- _Your instructions_:
Reproduce the entries exactly and omit the pictures.

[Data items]
====================
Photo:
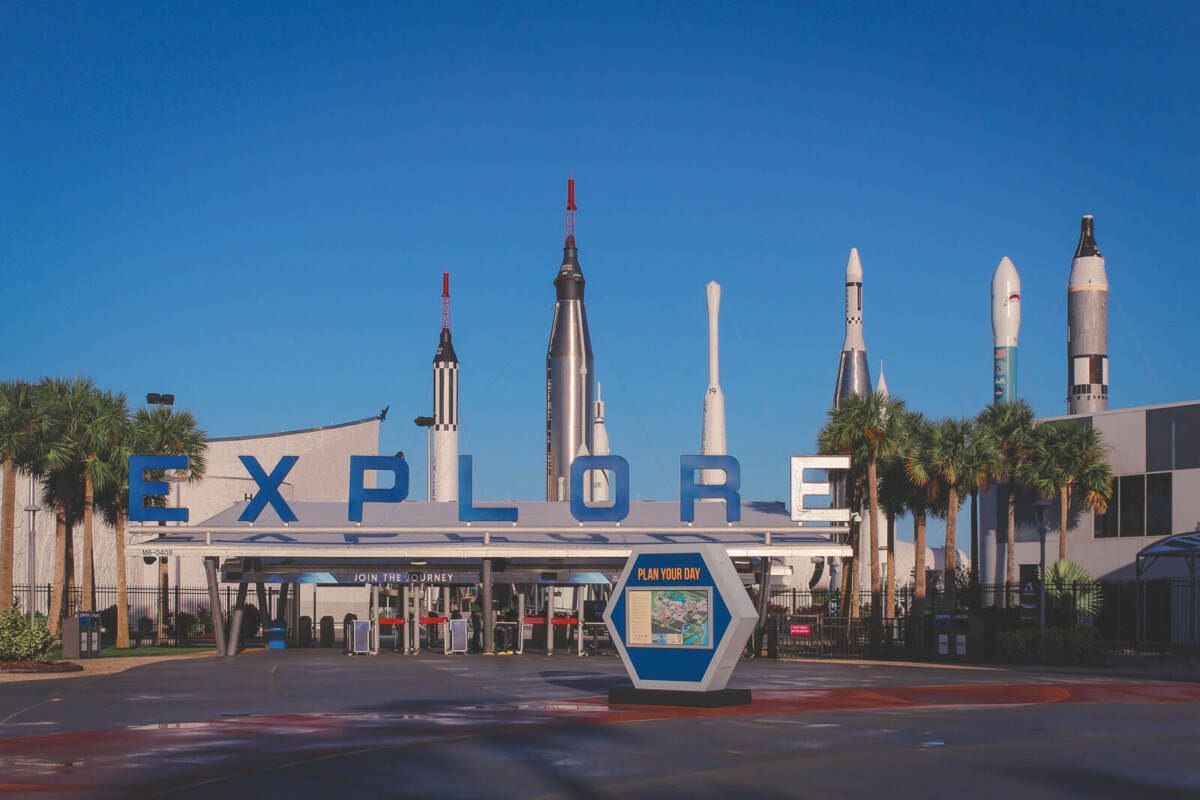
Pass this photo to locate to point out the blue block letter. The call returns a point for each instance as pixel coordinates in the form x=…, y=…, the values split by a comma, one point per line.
x=619, y=509
x=689, y=492
x=467, y=512
x=268, y=488
x=359, y=494
x=141, y=488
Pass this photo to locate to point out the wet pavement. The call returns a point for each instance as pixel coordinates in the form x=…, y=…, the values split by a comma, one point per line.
x=316, y=723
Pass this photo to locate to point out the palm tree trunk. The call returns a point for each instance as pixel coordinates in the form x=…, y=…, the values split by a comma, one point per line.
x=873, y=501
x=891, y=590
x=88, y=599
x=918, y=591
x=1065, y=507
x=1011, y=545
x=60, y=569
x=7, y=530
x=976, y=589
x=123, y=602
x=852, y=571
x=952, y=522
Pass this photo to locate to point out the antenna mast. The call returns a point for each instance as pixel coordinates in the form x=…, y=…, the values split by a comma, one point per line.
x=569, y=233
x=445, y=301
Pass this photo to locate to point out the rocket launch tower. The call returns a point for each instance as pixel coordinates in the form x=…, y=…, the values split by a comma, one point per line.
x=444, y=455
x=1006, y=324
x=853, y=377
x=569, y=370
x=1087, y=328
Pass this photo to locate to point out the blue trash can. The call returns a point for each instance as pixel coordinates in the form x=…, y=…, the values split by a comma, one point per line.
x=277, y=637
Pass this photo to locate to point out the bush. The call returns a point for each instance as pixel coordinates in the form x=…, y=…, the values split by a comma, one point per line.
x=251, y=620
x=19, y=642
x=186, y=625
x=1054, y=645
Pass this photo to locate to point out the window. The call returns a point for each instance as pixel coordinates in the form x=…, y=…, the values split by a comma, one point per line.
x=1140, y=506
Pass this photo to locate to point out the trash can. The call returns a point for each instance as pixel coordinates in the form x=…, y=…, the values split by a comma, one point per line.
x=81, y=636
x=277, y=637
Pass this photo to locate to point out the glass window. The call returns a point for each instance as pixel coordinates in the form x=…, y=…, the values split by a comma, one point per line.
x=1133, y=505
x=1158, y=504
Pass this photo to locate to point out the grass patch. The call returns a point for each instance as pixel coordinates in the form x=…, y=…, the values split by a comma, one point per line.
x=137, y=653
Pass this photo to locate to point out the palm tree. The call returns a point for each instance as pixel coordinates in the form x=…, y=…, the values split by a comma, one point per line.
x=162, y=431
x=924, y=498
x=1065, y=457
x=868, y=423
x=54, y=457
x=18, y=419
x=1009, y=426
x=102, y=425
x=982, y=465
x=948, y=462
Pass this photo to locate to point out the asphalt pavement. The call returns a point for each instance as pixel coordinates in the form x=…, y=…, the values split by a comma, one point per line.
x=316, y=723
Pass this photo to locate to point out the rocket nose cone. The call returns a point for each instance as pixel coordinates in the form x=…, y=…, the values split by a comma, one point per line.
x=1005, y=276
x=853, y=268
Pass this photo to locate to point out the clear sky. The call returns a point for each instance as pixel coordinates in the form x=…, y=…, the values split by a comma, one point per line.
x=251, y=208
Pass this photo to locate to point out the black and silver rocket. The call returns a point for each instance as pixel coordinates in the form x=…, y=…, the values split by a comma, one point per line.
x=853, y=377
x=1087, y=328
x=444, y=449
x=569, y=370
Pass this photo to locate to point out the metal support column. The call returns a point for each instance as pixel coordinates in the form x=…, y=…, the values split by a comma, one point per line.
x=210, y=569
x=445, y=615
x=580, y=595
x=487, y=615
x=550, y=620
x=520, y=647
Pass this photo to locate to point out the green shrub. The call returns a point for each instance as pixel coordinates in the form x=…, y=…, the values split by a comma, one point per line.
====================
- _Written answer_:
Photo:
Pass this photo to locate to point out the blue block letter. The call returns a point for each instance as pixel coordinates in the form x=…, y=…, the values split by a comma, one point per line.
x=619, y=509
x=689, y=492
x=467, y=512
x=268, y=488
x=359, y=494
x=141, y=488
Pass this photo to locate to point out the wet pavement. The call returns a point for each instance as pixel coordinates in the form x=…, y=…, the values split by a comma, one point per line.
x=316, y=723
Pass this photo to locate to point out the palm tree trunk. The call returns a point for each instance as pixel coordinates in the form x=…, y=…, the values split by a comma, one point per line.
x=873, y=501
x=891, y=590
x=88, y=599
x=918, y=591
x=1065, y=507
x=1011, y=545
x=60, y=569
x=7, y=530
x=976, y=589
x=123, y=602
x=852, y=571
x=952, y=522
Pass this photo to locate to point out the antenna mast. The call returns a point for each instance as pixel coordinates in the form x=…, y=…, the values split by a comma, one point per line.
x=569, y=233
x=445, y=301
Pass this photo to locate to point out the rocket launch tower. The call returns a point for each instance as pixel coordinates in the form x=…, y=…, the values split by a comma, one point per line.
x=444, y=455
x=1006, y=324
x=853, y=377
x=569, y=370
x=1087, y=328
Pass this photo to locate to point out the blue trash can. The call returns a point for each instance as pixel coordinates in the form x=…, y=…, the values split by a comma, one point per line.
x=277, y=637
Pass this photo to locate to point out the bush. The call returns a point for each instance as pixel coordinates in the form x=…, y=…, the values split by a comma, one point per line.
x=251, y=620
x=19, y=642
x=186, y=625
x=1054, y=645
Pass this photo to locate to point out the window. The call returns a point for each instance as pixel coordinates in the form x=…, y=…, the values split by a comma, one point per line.
x=1140, y=506
Pass this photo to locate to point out the trash can. The call returns a point for each instance as pixel coordinates in the form x=…, y=…, the values split by a comma, one point per line.
x=81, y=636
x=277, y=637
Pass this photo to locate to point out the glass window. The call returns a point for each instance as pixel coordinates in the form x=…, y=…, the values split by a comma, one point per line.
x=1133, y=505
x=1158, y=504
Pass this photo to locate to point out the grass patch. The call returns a point for each instance as pixel coordinates in the form x=…, y=…, the values split by a comma, one point per line.
x=137, y=653
Pass this photo to locate to point out the palm tree. The call returns a point for each instance as pixel coordinates in the form x=…, y=…, the values split by a comma, one point per line.
x=162, y=431
x=924, y=498
x=1065, y=457
x=868, y=423
x=54, y=457
x=18, y=419
x=1009, y=426
x=102, y=425
x=982, y=465
x=948, y=462
Pass this photo to locate to point out the asphalt pavement. The call returns a point for each instance as pixel coordinates in the form x=…, y=…, the values split by a comma, one point per line.
x=316, y=723
Pass this photo to locate to point out the rocket nose cone. The call returns a point for each instance as pixel coordinates in the form x=…, y=…, the values split by a comma, one point per line.
x=1005, y=276
x=853, y=268
Pass this photo to locate to point out the clear sky. The call returns a point for each instance as pixel coordinates in the form x=…, y=…, the values split by a comma, one point per line.
x=251, y=208
Pass this photo to locate to point out the black and silver rocket. The call returns a point for each instance as pixel coordinates in the form x=…, y=…, the values split by a comma, one point per line.
x=853, y=377
x=1087, y=328
x=444, y=449
x=569, y=370
Pass this photo to locate to point out the metal support column. The call returns a point for each instance as pixel coordinates in the form x=…, y=…, the values split by a comma, one point per line.
x=210, y=569
x=445, y=615
x=580, y=595
x=487, y=615
x=550, y=620
x=520, y=647
Pass this photo to locate to point out the green shrub. The call returns a point for each instance as pixel coordinates in the form x=…, y=…, the values split by a comma, one point per line.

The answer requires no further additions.